EXERCISE GOAL
Locate each line in the records that contains the string "water" and copy those lines. Treat uppercase and lowercase as different.

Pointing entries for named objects
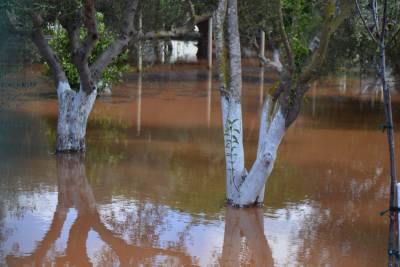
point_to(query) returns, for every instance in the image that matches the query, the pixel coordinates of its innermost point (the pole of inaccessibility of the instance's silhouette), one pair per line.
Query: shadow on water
(74, 192)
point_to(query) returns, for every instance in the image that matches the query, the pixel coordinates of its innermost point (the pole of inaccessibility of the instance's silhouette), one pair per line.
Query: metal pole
(210, 22)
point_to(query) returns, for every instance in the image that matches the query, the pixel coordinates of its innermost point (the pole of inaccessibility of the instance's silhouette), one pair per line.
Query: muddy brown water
(150, 189)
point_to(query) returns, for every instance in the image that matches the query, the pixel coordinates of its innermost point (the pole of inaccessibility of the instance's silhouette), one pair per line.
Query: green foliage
(60, 44)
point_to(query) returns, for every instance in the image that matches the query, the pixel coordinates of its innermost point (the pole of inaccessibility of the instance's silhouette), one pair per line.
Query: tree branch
(286, 41)
(46, 51)
(331, 24)
(364, 22)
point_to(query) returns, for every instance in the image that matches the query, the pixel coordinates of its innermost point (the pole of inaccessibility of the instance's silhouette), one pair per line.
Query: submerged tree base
(231, 203)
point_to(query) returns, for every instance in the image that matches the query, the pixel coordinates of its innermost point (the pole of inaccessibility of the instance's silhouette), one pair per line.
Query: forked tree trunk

SOLUTION TO THIS EXERCISE
Query: shadow on water
Query: muddy brown water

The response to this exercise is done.